— START OF RECORDS PROVIDED —

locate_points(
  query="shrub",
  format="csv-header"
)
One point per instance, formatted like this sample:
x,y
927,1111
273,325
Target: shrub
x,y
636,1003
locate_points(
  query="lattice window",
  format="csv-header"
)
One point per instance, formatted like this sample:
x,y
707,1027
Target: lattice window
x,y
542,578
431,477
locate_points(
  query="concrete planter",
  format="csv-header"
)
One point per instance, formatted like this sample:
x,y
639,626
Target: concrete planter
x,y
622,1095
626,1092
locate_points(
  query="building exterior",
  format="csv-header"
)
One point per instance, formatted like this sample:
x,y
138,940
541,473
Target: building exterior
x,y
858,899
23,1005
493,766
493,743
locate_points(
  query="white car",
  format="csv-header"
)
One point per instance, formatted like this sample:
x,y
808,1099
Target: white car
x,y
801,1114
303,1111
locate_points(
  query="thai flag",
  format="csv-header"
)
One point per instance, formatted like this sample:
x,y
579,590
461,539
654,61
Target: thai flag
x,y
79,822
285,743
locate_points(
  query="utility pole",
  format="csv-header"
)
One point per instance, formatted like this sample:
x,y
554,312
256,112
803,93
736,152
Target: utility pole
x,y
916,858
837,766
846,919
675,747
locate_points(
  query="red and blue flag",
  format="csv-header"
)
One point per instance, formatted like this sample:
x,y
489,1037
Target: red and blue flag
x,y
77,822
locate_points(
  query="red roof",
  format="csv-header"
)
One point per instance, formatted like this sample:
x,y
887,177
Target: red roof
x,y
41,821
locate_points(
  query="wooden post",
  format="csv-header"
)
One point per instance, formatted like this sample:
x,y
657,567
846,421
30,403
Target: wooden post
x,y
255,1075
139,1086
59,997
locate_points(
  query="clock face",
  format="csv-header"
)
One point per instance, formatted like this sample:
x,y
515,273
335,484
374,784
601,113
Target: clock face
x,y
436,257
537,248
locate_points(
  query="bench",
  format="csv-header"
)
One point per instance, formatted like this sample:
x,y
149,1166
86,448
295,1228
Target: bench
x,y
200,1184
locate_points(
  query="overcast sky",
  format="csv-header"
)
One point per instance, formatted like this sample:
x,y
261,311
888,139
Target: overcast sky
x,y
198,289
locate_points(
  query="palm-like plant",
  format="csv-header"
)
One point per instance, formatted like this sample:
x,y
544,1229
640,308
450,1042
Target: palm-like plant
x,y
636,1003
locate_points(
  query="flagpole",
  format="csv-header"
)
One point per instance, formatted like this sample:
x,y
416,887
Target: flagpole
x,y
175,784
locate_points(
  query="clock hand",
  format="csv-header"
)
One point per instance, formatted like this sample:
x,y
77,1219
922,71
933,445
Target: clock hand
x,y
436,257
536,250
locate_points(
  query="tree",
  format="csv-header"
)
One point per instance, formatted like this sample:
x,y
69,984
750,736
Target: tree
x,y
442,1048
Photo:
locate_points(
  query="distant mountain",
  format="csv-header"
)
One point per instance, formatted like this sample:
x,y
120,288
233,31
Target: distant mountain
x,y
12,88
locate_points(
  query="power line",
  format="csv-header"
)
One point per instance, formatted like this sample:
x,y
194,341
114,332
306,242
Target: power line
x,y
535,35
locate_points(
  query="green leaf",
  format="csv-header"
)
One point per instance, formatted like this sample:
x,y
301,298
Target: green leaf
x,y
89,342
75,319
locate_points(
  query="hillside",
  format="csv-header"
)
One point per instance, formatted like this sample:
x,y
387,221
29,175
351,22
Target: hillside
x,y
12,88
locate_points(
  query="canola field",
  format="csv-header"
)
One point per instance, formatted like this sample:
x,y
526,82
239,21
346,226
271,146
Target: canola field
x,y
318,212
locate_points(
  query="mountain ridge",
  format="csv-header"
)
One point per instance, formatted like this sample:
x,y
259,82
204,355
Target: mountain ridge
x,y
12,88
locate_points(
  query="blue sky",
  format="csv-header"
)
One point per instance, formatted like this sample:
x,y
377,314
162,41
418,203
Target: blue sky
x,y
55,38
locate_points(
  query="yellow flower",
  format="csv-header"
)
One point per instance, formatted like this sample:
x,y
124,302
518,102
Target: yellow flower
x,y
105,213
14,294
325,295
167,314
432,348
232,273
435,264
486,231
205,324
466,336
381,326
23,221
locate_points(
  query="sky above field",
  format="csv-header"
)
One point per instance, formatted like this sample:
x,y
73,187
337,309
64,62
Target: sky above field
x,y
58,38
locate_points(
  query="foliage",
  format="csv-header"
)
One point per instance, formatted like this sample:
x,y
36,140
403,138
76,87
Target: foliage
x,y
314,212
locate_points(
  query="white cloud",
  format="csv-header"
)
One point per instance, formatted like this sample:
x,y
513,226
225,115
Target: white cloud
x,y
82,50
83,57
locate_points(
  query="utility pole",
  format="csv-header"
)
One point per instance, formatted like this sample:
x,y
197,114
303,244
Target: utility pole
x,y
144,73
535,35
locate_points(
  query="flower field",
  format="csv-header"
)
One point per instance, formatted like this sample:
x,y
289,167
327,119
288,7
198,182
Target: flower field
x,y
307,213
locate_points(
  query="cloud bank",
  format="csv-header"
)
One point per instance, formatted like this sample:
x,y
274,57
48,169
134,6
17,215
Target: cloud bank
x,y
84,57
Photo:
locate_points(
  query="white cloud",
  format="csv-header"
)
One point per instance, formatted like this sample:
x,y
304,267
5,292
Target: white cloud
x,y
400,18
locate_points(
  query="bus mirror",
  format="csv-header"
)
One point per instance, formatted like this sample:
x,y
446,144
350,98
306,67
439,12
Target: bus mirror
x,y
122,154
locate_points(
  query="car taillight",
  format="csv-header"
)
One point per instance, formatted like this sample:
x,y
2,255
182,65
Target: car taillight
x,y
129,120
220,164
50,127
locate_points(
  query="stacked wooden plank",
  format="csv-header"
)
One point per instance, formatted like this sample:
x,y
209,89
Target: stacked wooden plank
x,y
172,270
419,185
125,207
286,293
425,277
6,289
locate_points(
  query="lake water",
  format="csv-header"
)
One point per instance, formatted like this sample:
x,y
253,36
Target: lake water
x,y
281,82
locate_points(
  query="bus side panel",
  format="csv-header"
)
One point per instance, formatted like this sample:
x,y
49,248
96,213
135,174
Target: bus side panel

— END OF RECORDS PROVIDED —

TASK TO COMPLETE -> Above are some records; repeat all of them exactly.

SOLUTION ->
locate_points(
  query="shrub",
  format="csv-header"
)
One point per instance, formatted like this sample:
x,y
927,1111
273,325
Target: shrub
x,y
636,1003
locate_points(
  query="lattice window",
  format="csv-header"
)
One point per instance, formatted like this sample:
x,y
707,1027
Target: lattice window
x,y
542,578
431,477
locate_points(
  query="concrete planter",
  format="csv-header"
)
One point per instance, formatted like this sample:
x,y
639,626
Target: concrete planter
x,y
622,1095
626,1092
locate_points(
  query="building exterior",
  format="csv-header"
)
One point per instance, formatted like this sample:
x,y
138,940
541,473
Target: building exterior
x,y
858,899
23,1005
493,766
493,743
locate_points(
  query="white car",
  format="csv-header"
)
One point per instance, formatted like this sample:
x,y
808,1099
Target: white car
x,y
801,1114
303,1111
locate_points(
  query="thai flag",
  format="csv-header"
)
One point per instance, formatted like this sample:
x,y
579,590
461,539
654,61
Target: thai flag
x,y
79,822
285,743
locate_points(
  query="utility pole",
  format="csv-header"
)
One point per instance, formatted like this sample:
x,y
554,312
256,112
803,93
736,152
Target: utility pole
x,y
916,858
837,766
846,919
675,747
locate_points(
  query="red and blue flag",
  format="csv-header"
)
One point per instance, formatted like this sample:
x,y
489,1037
Target: red and blue flag
x,y
77,822
locate_points(
  query="red roof",
  format="csv-header"
)
One point per instance, formatted like this sample:
x,y
887,177
Target: red roof
x,y
41,821
locate_points(
  query="wooden post",
  format="csv-header"
)
One point per instance, formatted like this sample:
x,y
657,567
846,421
30,403
Target: wooden post
x,y
255,1075
139,1086
59,997
locate_points(
  query="clock face",
  format="csv-header"
)
One point per instance, formatted like this sample:
x,y
515,273
335,484
374,784
601,113
Target: clock face
x,y
436,257
537,248
locate_points(
  query="bench",
  format="csv-header"
)
One point per instance, formatted like this sample:
x,y
149,1166
86,448
295,1228
Target: bench
x,y
200,1184
locate_points(
  query="overcast sky",
  format="csv-header"
)
One point per instance, formatted like this sample:
x,y
261,311
888,139
Target: overcast sky
x,y
198,289
locate_points(
  query="palm-like plant",
  format="csv-header"
)
One point per instance, formatted like this sample:
x,y
544,1229
640,308
450,1042
Target: palm-like plant
x,y
636,1003
locate_points(
  query="flagpole",
  format="csv-header"
)
One point per instance, formatted like this sample:
x,y
416,887
Target: flagpole
x,y
175,784
locate_points(
  query="clock hand",
  format="csv-header"
)
One point per instance, formatted like this sample:
x,y
77,1219
922,71
933,445
Target: clock hand
x,y
436,257
536,250
locate_points(
  query="tree",
  format="csv-header"
)
One point per instance, formatted like this sample:
x,y
69,984
750,736
Target: tree
x,y
442,1048
Photo:
locate_points(
  query="distant mountain",
  format="csv-header"
)
One point per instance, formatted like this sample:
x,y
120,288
233,31
Target: distant mountain
x,y
12,88
locate_points(
  query="power line",
  format="csv-header"
)
One point per instance, formatted like this sample:
x,y
194,341
114,332
306,242
Target: power line
x,y
535,35
locate_points(
  query="green leaf",
  format="csv-header"
)
One point per instance, formatted like this sample:
x,y
301,298
Target: green leaf
x,y
89,342
75,319
locate_points(
  query="hillside",
  format="csv-header"
)
One point per instance, formatted like this sample:
x,y
387,221
29,175
351,22
Target: hillside
x,y
12,88
locate_points(
  query="canola field",
  format="csv-header"
)
One point per instance, formatted like this sample:
x,y
526,82
239,21
346,226
271,146
Target: canola field
x,y
318,212
locate_points(
  query="mountain ridge",
  format="csv-header"
)
One point per instance, formatted like this sample:
x,y
259,82
204,355
Target: mountain ridge
x,y
12,88
locate_points(
  query="blue sky",
  format="csv-header"
)
One point per instance, formatted like this sample:
x,y
377,314
162,41
418,203
Target: blue sky
x,y
55,38
locate_points(
  query="yellow flower",
  format="csv-header"
)
One point per instance, formatted like this sample:
x,y
124,302
518,102
Target: yellow flower
x,y
105,213
14,294
325,295
167,314
432,348
232,273
435,264
486,231
205,324
466,336
381,326
23,221
locate_points(
  query="sky above field",
  format="csv-header"
)
One point per instance, formatted like this sample:
x,y
73,187
337,309
64,62
Target: sky above field
x,y
58,38
locate_points(
  query="foliage",
  format="csv-header"
)
One point per instance, formatted like this sample:
x,y
36,140
403,138
76,87
Target: foliage
x,y
314,212
locate_points(
  query="white cloud",
  format="csv-header"
)
One point per instance, formatted like this sample:
x,y
513,226
225,115
Target: white cloud
x,y
82,50
83,57
locate_points(
  query="utility pole",
  format="csv-header"
)
One point per instance, formatted like this sample:
x,y
197,114
303,244
Target: utility pole
x,y
144,73
535,35
locate_points(
  query="flower field",
  format="csv-header"
)
One point per instance, formatted like this sample:
x,y
289,167
327,119
288,7
198,182
Target: flower field
x,y
307,213
locate_points(
  query="cloud bank",
  format="csv-header"
)
One point per instance, formatted like this sample:
x,y
274,57
48,169
134,6
17,215
Target: cloud bank
x,y
84,57
Photo:
locate_points(
  query="white cloud",
  format="csv-header"
)
One point per instance, formatted like this sample:
x,y
304,267
5,292
Target: white cloud
x,y
400,18
locate_points(
  query="bus mirror",
  format="csv-header"
)
One point per instance, formatted like this sample:
x,y
446,144
350,98
306,67
439,12
Target: bus mirror
x,y
122,154
locate_points(
  query="car taillight",
  format="csv-header"
)
One point per instance, formatted like this sample:
x,y
2,255
182,65
Target: car taillight
x,y
129,120
220,164
50,127
locate_points(
  query="stacked wooden plank",
  format="csv-header"
)
One point per instance, formatted like this sample:
x,y
209,89
Target: stacked wooden plank
x,y
172,270
419,185
125,207
286,293
425,277
6,289
locate_points(
  query="lake water",
  format="csv-header"
)
One point per instance, formatted like this sample:
x,y
253,36
Target: lake water
x,y
281,82
locate_points(
  query="bus side panel",
  format="csv-header"
)
One point per instance, formatted like this sample:
x,y
49,248
96,213
135,174
Target: bus side panel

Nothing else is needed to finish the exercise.